Nonostante questo, comunque, la nostra opposizione a questa norma non è una opposizione ideologica e pretestuosa. Avete fiori di illustri giuristi tra le vostre fila, sono sicura del fatto che a porte chiuse anche loro vi abbiano avvisati dell'assoluta inadeguatezza di questo decreto. Non credo che ci sia molto molto altro da aggiungere su questo punto.

Rispetto al secondo argomento, anche lì, si notano contraddizioni a dir poco aberranti. Il Ministro dichiara di aver adottato forti misure precauzionali e, dall'altra, abbuona tutti coloro i quali non hanno garantito la salute altrui attraverso la violazione dell'obbligo vaccinale. Ho presentato giusto ieri un ordine del giorno, il cui scopo era quello di ripristinare l'obbligo vaccinale per tutti i lavoratori che operano nel settore sanitario, sociosanitario e socioassistenziale che arbitrariamente si erano sottratti al proprio dovere, con un unico obiettivo – ricordate? -: garantire il momento del contatto tra gli operatori e i pazienti. L'ordine del giorno in questione è stato bocciato, a quanto pare, più che altro a causa di un pregiudizio della forza di maggioranza nei confronti delle forze di opposizione, considerato ciò che il Ministro aveva relazionato alle cinque del pomeriggio.
━━━━━━━━━━━━━━━━━━━━
[Lavoro richiesto] Riporta per favore dal brano sul decreto e sull'obbligo vaccinale la parte che va da "Nonostante questo, comunque, la" a "su questo punto.". L'elenco qui sotto proviene da una fonte diversa dal brano.

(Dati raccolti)
━━━━━━━━━━━━━━━━━━━━
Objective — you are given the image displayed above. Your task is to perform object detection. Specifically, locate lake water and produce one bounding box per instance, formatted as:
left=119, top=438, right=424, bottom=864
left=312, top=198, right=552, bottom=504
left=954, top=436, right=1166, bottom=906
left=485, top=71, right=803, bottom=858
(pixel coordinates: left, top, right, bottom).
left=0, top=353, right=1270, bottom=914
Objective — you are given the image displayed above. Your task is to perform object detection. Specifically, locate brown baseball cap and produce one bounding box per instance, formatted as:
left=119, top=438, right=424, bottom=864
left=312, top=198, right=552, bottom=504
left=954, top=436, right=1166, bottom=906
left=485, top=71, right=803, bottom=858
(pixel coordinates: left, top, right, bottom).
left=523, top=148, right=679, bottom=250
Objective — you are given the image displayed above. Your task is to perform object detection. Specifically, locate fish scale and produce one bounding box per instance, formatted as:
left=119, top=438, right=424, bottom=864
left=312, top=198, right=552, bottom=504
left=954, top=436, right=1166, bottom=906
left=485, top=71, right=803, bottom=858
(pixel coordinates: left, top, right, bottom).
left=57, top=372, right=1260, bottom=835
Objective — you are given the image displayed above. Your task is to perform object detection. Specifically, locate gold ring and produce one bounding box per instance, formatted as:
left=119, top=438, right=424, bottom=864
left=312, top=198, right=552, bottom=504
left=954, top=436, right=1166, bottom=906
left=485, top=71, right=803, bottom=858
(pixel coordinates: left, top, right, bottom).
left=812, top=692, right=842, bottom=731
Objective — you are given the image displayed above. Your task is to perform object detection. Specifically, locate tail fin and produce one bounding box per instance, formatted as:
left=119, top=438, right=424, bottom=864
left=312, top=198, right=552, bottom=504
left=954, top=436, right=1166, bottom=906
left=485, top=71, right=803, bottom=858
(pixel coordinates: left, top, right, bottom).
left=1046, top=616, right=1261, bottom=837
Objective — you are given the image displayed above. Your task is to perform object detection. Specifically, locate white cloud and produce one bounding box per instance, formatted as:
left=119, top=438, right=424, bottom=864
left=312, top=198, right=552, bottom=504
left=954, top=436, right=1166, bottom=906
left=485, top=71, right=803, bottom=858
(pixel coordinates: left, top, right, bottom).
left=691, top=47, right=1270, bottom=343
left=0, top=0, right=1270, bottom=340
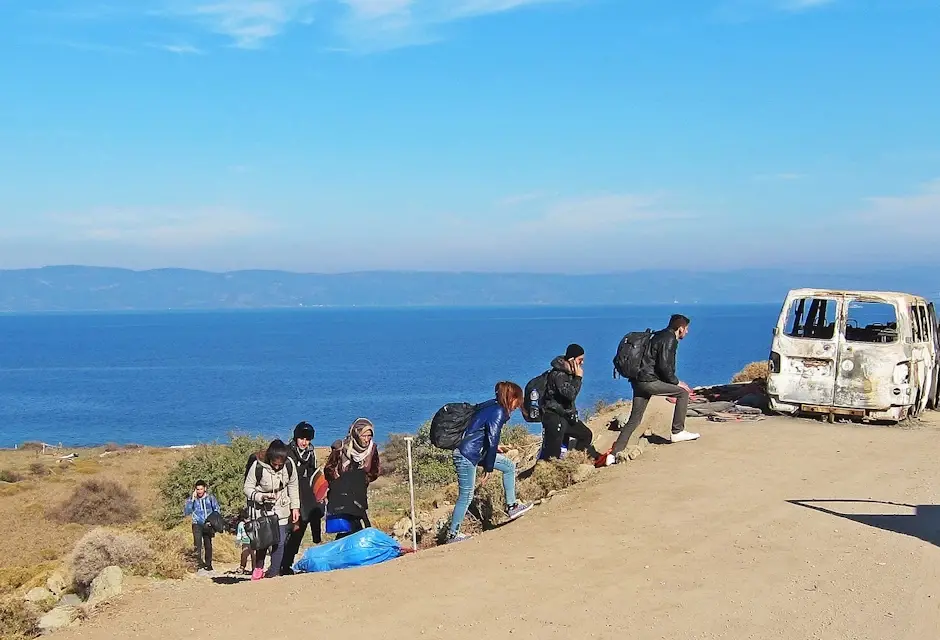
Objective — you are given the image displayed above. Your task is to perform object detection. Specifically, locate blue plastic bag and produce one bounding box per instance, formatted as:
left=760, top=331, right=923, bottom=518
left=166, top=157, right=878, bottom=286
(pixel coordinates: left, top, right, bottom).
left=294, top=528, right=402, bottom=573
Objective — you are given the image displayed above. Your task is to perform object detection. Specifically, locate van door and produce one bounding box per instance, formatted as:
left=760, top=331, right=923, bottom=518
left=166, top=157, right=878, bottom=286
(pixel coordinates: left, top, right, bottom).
━━━━━━━━━━━━━━━━━━━━
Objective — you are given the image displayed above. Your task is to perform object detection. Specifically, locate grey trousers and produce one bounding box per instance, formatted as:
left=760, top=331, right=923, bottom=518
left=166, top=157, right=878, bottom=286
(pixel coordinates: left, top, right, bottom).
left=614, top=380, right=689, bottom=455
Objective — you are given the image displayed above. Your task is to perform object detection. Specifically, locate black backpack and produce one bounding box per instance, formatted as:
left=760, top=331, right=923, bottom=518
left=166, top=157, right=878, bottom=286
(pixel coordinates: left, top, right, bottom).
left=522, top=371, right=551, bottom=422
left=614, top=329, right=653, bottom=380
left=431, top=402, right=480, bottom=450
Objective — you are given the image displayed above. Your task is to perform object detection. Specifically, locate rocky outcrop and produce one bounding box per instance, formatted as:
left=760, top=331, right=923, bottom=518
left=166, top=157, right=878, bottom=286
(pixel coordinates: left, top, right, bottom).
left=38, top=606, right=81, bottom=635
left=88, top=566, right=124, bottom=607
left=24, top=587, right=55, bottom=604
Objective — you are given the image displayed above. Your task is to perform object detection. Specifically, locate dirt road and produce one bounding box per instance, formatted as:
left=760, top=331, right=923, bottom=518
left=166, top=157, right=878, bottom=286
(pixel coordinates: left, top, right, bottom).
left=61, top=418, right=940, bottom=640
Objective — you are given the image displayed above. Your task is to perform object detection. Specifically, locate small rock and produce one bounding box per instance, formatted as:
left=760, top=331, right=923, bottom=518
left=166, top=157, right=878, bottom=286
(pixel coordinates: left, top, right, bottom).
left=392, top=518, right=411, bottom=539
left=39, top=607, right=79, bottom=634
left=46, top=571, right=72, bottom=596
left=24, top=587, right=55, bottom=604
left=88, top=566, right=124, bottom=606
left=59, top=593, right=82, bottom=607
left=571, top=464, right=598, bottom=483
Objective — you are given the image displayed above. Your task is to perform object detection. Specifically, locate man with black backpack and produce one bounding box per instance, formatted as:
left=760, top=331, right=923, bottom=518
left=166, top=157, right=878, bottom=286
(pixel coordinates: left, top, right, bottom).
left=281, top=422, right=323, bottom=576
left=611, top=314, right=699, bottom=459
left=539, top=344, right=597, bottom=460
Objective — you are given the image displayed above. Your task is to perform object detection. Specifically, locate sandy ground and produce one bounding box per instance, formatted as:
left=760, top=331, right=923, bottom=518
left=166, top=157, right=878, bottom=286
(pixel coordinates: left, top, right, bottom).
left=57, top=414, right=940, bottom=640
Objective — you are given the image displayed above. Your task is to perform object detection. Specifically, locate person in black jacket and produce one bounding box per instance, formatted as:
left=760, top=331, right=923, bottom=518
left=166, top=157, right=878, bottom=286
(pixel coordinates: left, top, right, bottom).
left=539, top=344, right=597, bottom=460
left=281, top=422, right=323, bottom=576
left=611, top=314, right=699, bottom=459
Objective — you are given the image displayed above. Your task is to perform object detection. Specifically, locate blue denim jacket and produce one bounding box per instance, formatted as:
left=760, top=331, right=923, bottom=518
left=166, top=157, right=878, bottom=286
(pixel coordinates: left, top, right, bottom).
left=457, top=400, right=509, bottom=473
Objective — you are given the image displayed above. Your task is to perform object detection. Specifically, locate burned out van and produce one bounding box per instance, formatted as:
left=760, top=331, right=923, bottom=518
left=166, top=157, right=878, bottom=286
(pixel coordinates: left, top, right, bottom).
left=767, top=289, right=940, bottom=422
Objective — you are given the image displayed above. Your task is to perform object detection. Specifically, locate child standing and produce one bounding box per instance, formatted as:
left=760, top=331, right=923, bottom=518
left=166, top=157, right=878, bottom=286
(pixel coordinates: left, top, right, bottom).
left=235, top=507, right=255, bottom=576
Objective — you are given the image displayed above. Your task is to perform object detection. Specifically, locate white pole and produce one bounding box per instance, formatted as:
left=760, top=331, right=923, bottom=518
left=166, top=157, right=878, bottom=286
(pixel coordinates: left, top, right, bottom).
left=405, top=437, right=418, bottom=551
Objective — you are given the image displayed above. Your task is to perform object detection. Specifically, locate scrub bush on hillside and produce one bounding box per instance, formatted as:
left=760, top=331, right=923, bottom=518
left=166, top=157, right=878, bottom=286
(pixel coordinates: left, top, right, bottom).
━━━━━━━━━━━━━━━━━━━━
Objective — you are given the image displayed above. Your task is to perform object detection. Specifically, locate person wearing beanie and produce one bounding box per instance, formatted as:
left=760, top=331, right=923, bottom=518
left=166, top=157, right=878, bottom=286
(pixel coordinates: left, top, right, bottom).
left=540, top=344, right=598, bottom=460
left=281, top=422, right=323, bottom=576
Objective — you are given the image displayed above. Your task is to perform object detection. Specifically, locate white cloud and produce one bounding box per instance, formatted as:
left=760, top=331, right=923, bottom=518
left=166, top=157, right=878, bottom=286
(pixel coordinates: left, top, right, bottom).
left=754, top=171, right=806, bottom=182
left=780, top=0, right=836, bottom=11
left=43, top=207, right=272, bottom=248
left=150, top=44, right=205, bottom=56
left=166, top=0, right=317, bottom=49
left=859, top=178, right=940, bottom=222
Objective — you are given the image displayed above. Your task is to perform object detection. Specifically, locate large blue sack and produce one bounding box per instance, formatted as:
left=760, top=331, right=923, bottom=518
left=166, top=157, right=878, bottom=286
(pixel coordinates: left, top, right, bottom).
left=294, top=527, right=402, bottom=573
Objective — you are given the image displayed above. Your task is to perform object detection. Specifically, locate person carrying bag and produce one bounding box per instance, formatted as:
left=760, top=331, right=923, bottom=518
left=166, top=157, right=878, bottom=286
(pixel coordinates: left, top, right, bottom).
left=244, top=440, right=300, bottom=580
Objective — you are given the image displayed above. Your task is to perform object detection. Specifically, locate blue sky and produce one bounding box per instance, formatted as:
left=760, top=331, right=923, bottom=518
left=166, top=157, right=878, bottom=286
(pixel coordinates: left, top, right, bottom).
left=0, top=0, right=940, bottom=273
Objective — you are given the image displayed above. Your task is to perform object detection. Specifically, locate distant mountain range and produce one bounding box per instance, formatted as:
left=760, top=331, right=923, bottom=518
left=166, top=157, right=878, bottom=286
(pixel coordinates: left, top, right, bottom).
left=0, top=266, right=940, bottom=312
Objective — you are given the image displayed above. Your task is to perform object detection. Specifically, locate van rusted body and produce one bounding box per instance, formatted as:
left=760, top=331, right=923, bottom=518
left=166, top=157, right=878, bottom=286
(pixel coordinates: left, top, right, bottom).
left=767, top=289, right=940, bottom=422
━━━━━━━━━━━━━━━━━━━━
[Esito del compito]
Nonostante questo, comunque, la nostra opposizione a questa norma non è una opposizione ideologica e pretestuosa. Avete fiori di illustri giuristi tra le vostre fila, sono sicura del fatto che a porte chiuse anche loro vi abbiano avvisati dell'assoluta inadeguatezza di questo decreto. Non credo che ci sia molto molto altro da aggiungere su questo punto.